Locate the string "lists" in the records below. Copy every line where it occurs.

START Information provided

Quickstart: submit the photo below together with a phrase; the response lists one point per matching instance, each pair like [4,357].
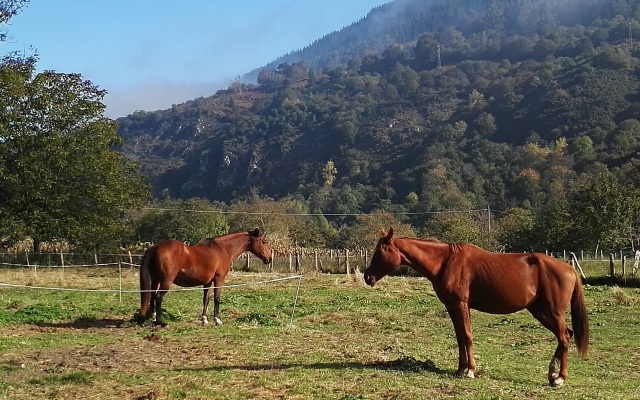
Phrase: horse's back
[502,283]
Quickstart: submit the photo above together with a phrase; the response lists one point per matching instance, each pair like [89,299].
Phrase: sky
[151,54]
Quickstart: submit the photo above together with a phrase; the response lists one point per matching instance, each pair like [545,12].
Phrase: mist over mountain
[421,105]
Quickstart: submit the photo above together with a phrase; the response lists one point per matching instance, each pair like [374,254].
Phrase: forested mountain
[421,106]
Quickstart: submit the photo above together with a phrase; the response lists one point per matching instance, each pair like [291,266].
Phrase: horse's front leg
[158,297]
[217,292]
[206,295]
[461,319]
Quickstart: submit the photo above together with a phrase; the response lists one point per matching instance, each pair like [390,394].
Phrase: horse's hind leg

END Information provided
START Information provided

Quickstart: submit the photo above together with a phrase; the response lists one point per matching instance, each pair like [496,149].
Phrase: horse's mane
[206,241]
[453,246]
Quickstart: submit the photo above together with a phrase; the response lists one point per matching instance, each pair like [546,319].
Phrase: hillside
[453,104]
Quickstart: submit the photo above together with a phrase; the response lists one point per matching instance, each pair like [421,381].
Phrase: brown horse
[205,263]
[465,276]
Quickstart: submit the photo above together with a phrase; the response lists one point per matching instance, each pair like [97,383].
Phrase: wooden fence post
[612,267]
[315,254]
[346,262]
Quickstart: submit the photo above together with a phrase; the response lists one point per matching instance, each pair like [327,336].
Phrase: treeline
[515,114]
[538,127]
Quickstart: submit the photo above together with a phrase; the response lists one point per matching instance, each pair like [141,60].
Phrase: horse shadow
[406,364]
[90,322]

END Information provided

Written answer:
Quickstart: submit the photo below together with a phrase; the response lists one point per matching instance, each pair like [4,357].
Quickstart: submit the photo above together with a phrase; the response lists one point per matching instance, each pair like [89,299].
Quickstart: submit the photo above together with a phrase; the response lists one point per matching instance, each pair like [545,12].
Quickstart: submit the photo above together with a phrase; the response lists one point per matching instance, each pair like [374,254].
Quickstart: submit the photo above together with a phrase; the response lists one point per matching instance, each pair like [291,266].
Quickstart: submit the photo above together with a phrase; the response lists one point per matching instance, each pair like [390,394].
Quickstart: submit the photo above together with a phrase; the response lists one point per matching instance, each pair like [496,149].
Quickstart: submit the photo above together with a phrase; the response lists one point per matching instance, each pair like [546,319].
Quickstart: submit the photo above together with a phrase; the response lists one point per matching instance, each pair like [421,381].
Quickstart: submit the photo above together with a phrase; the response lists one point per matching instance, each pair like [97,383].
Quickstart: submit the photo above together with a phrase; the response lists one point per matching instance, each pair like [327,336].
Quickstart: submit the photo above together with a phrase; the response lists one point per matching instance, each pair like [141,60].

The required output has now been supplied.